Source document:
##########

Cointelegraph reported on May 6 that a16z Crypto raised $2.2 billion for Crypto Fund 5, its fifth fund for investing in cryptocurrency projects. a16z Crypto stated that the fund would support founders who are transforming new infrastructure into products people use every day. The target investment areas include stablecoins, perpetual futures, prediction markets, and tokenized assets.
a16z Crypto General Partners Eddy Lazzarin, Guy Wuollet, and Ali Yahya, along with founder and managing partner Chris Dixon, stated in a blog post that “software is becoming more complex and harder to trust.” They explained that internet infrastructure is more centralized than ever, and in such an environment, the properties that cryptocurrency networks are designed to provide become not less, but more important.
This fund was announced the day after competing venture capital firm Haun Ventures disclosed that it had raised a $1 billion fund for cryptocurrency and artificial intelligence investments. Cointelegraph interpreted this as a sign that investment demand in the cryptocurrency sector remains strong, even as a significant portion of global venture capital is concentrated in artificial intelligence. According to Crunchbase, AI companies received $242 billion in venture investment in Q1 2026, which accounted for 80% of the $300 billion in global venture investment during the same period.

##########

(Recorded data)
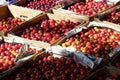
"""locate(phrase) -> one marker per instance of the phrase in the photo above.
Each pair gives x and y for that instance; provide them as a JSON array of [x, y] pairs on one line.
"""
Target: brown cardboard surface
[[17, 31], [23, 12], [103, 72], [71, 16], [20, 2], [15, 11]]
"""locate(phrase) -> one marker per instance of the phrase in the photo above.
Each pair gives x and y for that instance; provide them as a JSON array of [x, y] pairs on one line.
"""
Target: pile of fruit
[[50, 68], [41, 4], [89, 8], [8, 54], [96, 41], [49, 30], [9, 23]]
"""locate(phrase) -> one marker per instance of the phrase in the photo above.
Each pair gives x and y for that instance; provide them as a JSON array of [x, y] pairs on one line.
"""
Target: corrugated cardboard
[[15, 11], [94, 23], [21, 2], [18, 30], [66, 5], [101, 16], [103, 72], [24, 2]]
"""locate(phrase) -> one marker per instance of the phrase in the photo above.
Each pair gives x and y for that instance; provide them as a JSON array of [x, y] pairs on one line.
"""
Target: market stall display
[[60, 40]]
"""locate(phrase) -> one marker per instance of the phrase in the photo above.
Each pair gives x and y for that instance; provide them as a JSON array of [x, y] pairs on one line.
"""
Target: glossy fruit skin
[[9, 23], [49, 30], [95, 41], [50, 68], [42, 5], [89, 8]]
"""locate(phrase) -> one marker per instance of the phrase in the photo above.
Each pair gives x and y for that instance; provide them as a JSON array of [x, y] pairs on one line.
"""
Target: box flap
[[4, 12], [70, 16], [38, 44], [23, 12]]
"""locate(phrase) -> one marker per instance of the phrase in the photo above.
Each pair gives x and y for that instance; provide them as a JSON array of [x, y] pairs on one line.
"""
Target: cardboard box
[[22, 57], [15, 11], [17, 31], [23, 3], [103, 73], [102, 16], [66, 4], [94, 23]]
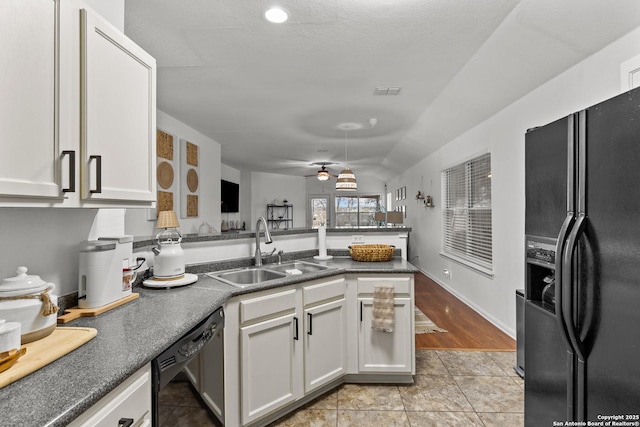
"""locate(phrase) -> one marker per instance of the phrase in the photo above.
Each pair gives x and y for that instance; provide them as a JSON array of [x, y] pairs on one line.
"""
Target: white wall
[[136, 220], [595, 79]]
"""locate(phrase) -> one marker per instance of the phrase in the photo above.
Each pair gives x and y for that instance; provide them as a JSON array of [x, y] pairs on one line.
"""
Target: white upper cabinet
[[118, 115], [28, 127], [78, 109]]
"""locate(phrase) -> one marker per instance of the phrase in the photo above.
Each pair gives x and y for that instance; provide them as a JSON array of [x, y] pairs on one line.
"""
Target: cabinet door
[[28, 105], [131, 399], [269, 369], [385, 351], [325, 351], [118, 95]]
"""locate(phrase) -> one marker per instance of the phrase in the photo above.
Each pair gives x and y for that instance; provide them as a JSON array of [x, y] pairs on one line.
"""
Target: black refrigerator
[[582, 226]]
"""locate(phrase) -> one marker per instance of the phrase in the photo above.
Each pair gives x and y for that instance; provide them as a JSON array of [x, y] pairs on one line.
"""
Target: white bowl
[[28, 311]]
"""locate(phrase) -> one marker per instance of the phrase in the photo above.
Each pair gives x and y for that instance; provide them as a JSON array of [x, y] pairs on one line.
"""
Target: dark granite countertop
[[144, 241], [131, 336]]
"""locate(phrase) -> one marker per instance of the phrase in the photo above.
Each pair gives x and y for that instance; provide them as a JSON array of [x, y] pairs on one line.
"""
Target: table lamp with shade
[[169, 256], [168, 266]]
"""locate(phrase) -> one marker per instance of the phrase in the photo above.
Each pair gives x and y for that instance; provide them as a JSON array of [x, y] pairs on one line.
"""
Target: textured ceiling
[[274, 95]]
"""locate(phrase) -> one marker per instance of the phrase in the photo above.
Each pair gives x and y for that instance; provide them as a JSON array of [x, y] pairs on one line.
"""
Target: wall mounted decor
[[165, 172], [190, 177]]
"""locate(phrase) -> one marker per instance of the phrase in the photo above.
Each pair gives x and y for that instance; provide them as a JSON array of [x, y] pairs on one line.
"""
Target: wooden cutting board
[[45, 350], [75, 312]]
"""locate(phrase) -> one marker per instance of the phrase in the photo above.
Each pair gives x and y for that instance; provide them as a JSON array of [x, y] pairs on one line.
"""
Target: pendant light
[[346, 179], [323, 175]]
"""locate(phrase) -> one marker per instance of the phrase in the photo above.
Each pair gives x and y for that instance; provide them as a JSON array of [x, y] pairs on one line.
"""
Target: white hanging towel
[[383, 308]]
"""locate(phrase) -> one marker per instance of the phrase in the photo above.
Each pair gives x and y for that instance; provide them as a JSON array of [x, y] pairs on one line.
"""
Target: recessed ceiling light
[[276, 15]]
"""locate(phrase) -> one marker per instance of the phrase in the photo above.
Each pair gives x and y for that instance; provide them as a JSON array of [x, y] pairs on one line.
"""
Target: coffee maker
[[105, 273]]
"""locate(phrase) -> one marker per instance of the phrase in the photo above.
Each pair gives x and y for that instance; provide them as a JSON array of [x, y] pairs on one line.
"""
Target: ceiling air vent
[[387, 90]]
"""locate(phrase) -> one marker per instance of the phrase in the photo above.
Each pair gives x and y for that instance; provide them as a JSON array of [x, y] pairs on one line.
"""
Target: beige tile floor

##########

Problems:
1. Reproduce the a16z Crypto article starting at "This fund was" and ending at "the same period.", swapping "venture capital" for "VC".
2. According to the a16z Crypto article, how much did a16z Crypto raise for Crypto Fund 5?
3. Carry on the article about a16z Crypto's new fund from its final sentence.
Nothing in the recorded data is needed.

Responses:
1.
This fund was announced the day after competing VC firm Haun Ventures disclosed that it had raised a $1 billion fund for cryptocurrency and artificial intelligence investments. Cointelegraph interpreted this as a sign that investment demand in the cryptocurrency sector remains strong, even as a significant portion of global VC is concentrated in artificial intelligence. According to Crunchbase, AI companies received $242 billion in venture investment in Q1 2026, which accounted for 80% of the $300 billion in global venture investment during the same period.

2. $2.2 billion

3.
However, the size of Crypto Fund 5 is smaller than the previous $4.5 billion cryptocurrency fund launched in May 2022. That fund was launched at a time when the collapse of the Terra blockchain, a series of shocks to crypto companies, and regulatory pressure were intensifying. a16z explained that the current crypto market is in a cyclically quiet moment, and they are looking for areas that people will continue to use even after the hype has subsided.
a16z stated that stablecoin usage continued to grow even during the downturn, and significant growth was observed in cryptocurrency perpetual futures and prediction markets. They also noted that traditional assets have begun to move on-chain, and on-chain finance is being utilized for assets beyond network tokens. a16z emphasized that a new financial system is forming that operates continuously, settles almost instantly, costs almost nothing, and is open to anyone with internet access.
a16z also viewed the US regulatory environment as moving in a positive direction. Pro-crypto lawmakers and White House officials are helping advance the GENIUS Act, a stablecoin regulation bill, which a16z considers an example of thoughtful policy. a16z stated that they expect further regulatory progress in the rest of the cryptocurrency market through the enactment of laws and rules.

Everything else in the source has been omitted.